### Collected data
-- start --

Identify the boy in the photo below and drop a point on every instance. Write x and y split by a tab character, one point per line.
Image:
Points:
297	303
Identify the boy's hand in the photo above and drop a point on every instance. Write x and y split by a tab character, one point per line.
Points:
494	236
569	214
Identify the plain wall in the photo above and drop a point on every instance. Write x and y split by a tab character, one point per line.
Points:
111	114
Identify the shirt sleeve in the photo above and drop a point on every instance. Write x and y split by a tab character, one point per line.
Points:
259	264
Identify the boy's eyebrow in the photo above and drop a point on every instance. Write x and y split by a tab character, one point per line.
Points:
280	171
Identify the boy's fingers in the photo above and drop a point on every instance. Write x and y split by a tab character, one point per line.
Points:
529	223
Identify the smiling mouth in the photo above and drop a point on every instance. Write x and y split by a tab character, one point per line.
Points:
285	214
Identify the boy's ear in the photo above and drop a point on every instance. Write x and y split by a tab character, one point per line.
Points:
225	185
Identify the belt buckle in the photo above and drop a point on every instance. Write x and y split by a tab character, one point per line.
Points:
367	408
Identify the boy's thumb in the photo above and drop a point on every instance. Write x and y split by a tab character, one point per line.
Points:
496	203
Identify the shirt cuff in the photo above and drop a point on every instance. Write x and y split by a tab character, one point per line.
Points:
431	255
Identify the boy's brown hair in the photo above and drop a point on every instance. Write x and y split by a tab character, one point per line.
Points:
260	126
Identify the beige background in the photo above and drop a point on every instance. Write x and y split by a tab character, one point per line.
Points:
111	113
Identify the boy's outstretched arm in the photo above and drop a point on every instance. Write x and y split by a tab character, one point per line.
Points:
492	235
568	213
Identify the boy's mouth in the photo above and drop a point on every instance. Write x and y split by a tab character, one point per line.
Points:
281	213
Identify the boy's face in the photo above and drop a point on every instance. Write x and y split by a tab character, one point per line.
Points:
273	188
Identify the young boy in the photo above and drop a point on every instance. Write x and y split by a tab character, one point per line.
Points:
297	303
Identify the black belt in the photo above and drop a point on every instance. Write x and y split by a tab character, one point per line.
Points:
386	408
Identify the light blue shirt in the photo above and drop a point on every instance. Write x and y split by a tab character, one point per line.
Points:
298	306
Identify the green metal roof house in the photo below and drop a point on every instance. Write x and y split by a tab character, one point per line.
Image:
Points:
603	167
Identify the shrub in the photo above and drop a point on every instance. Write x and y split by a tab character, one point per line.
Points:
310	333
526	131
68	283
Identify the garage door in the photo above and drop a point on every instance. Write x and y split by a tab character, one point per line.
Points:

-- end --

### Task description
Reproduce word for word the material starting at the line that contains "Identify the light" and ending with the final line of the material, both included.

### Result
Identify the light blue shirt in the photo above and drop a point on every instance. Write x and y split by a tab character, one point per line.
Points:
298	306
Identify the green metal roof house in the photo below and drop a point on every instance. Write x and y split by a tab character, one point per line.
Image:
Points:
603	167
Identify the shrub in the photo above and drop a point on every instance. Write x and y split by a tab character, one point per line.
Points:
310	333
526	131
68	283
Identify the garage door in the photo above and drop a point on every instance. Write x and y split by a tab character, one point per line.
Points:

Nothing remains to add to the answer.